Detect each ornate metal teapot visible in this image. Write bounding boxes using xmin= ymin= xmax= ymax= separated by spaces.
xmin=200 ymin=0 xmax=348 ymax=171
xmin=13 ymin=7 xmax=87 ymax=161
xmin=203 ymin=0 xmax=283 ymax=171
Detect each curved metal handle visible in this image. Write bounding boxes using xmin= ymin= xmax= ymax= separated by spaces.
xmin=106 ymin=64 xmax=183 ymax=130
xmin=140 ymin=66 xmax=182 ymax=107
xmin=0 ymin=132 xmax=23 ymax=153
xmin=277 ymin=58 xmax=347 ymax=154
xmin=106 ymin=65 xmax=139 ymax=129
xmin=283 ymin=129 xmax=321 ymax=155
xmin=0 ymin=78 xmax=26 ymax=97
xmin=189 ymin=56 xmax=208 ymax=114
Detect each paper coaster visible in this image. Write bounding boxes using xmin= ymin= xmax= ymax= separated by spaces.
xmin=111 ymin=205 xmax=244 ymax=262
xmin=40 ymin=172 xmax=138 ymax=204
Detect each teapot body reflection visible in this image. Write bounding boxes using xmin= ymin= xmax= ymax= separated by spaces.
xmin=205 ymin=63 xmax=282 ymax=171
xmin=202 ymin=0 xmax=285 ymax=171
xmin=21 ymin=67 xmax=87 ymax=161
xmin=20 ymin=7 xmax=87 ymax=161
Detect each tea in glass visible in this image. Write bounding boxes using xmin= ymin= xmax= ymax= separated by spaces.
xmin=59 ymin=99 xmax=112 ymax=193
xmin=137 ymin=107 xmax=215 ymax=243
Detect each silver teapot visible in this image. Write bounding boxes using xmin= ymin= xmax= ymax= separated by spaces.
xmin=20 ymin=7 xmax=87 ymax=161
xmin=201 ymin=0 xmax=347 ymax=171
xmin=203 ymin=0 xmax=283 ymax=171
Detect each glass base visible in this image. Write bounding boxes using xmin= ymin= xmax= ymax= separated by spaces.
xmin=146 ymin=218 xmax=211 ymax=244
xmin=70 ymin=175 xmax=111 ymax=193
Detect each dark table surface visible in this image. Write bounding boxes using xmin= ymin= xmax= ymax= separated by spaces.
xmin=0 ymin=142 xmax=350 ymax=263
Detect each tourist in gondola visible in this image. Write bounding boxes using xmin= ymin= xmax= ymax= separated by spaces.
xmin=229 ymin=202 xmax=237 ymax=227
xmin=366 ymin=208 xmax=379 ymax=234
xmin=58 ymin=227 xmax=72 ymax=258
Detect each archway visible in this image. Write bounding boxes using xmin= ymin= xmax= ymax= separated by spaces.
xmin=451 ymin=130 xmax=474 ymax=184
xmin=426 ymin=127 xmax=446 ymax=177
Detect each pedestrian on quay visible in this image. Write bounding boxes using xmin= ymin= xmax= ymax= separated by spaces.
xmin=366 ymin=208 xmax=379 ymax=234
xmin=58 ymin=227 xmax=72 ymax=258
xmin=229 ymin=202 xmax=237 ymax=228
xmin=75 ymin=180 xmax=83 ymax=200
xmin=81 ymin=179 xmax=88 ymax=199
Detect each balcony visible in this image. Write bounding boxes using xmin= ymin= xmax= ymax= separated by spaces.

________

Exactly the lines from the one containing "Detect each dark" to the last line of the entries above must be duplicated, with both of those lines included and nothing more.

> _ANSWER TO THIS EXERCISE_:
Detect each dark table surface visible in this image. Write bounding boxes using xmin= ymin= xmax= ymax= separated by spaces.
xmin=0 ymin=142 xmax=350 ymax=263
Detect each tourist in gondola visible in this image. Write bounding boxes using xmin= ymin= xmax= ymax= separated by spaces.
xmin=229 ymin=202 xmax=237 ymax=227
xmin=366 ymin=208 xmax=379 ymax=234
xmin=58 ymin=227 xmax=72 ymax=258
Detect each archway visible in this image. Write bounding boxes using xmin= ymin= xmax= ymax= separated by spaces.
xmin=451 ymin=130 xmax=474 ymax=184
xmin=426 ymin=127 xmax=446 ymax=177
Detect each pedestrian on quay visible in this image. Write bounding boxes using xmin= ymin= xmax= ymax= separated by spaces.
xmin=366 ymin=208 xmax=379 ymax=234
xmin=58 ymin=227 xmax=72 ymax=258
xmin=229 ymin=202 xmax=237 ymax=228
xmin=75 ymin=180 xmax=83 ymax=200
xmin=81 ymin=179 xmax=88 ymax=199
Detect each balcony visible in this image. Write bounding boxes using xmin= ymin= xmax= ymax= separated by spaces.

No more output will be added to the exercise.